→ **PASSAGE GIVEN**:
Random matrices: The distribution of the smallest singular values

4 March, 2009 in math.PR, math.SP, paper | Tags: Bernoulli ensemble, gaussian ensemble, least singular value, random matrices, universality, Van Vu | by Terence Tao

Van Vu and I have just uploaded to the arXiv our paper “Random matrices: The distribution of the smallest singular values“, submitted to Geom. Func. Anal.. This paper concerns the least singular value $\sigma_n(M)$ of a random $n \times n$ matrix $M_n = (a_{ij})_{1 \leq i,j \leq n}$ with iid entries, which for simplicity we will take to be real (we also have analogues for complex random matrices), with mean zero and variance one. A typical model to keep in mind here is the Bernoulli model, when each $a_{ij}$ is equal to +1 or -1 with an equal probability of each, while a privileged role will be planed by the gaussian model, when each $a_{ij} \equiv N(0,1)$ is given the standard gaussian distribution.

The distribution of the least singular value $\sigma_n(M_n)$ , which is of importance in smoothed analysis and also has intrinsic interest within the field of random matrices, has been intensively studied in recent years. For instance, in the Bernoulli case, there have been several recent papers on the singularity probability ${\Bbb P}( \sigma_n(M_n) = 0 )$ ; it is not hard to obtain a lower bound of $(\frac{1}{2}+o(1))^n$ , and this is conjectured to be the correct asymptotic. The best upper bound so far is by Bourgain, Vu, and Wood, who obtain $(\frac{1}{\sqrt{2}}+o(1))^n$ .

→ **YOUR TASKS**:
**1.** From the header of the post on singular values, list every tag it carries.
**2.** In the post on singular values, what reasons does it give for the distribution of the least singular value having drawn intensive study in recent years?
**3.** Set down the part of the post on singular values that opens with the words containing "4 March, 2009" and closes with "standard gaussian distribution.".

→ **SUPPLIED MATERIAL**:
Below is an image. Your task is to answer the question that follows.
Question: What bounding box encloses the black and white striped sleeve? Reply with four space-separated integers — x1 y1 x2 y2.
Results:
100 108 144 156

→ **LIST OF SOLUTIONS**:
**1.** Bernoulli ensemble, gaussian ensemble, least singular value, random matrices, universality, Van Vu

**2.** The post says the distribution of the least singular value matters in smoothed analysis. It also has intrinsic interest within the field of random matrices.

**3.**
4 March, 2009 in math.PR, math.SP, paper | Tags: Bernoulli ensemble, gaussian ensemble, least singular value, random matrices, universality, Van Vu | by Terence Tao

Van Vu and I have just uploaded to the arXiv our paper “Random matrices: The distribution of the smallest singular values“, submitted to Geom. Func. Anal.. This paper concerns the least singular value $\sigma_n(M)$ of a random $n \times n$ matrix $M_n = (a_{ij})_{1 \leq i,j \leq n}$ with iid entries, which for simplicity we will take to be real (we also have analogues for complex random matrices), with mean zero and variance one. A typical model to keep in mind here is the Bernoulli model, when each $a_{ij}$ is equal to +1 or -1 with an equal probability of each, while a privileged role will be planed by the gaussian model, when each $a_{ij} \equiv N(0,1)$ is given the standard gaussian distribution.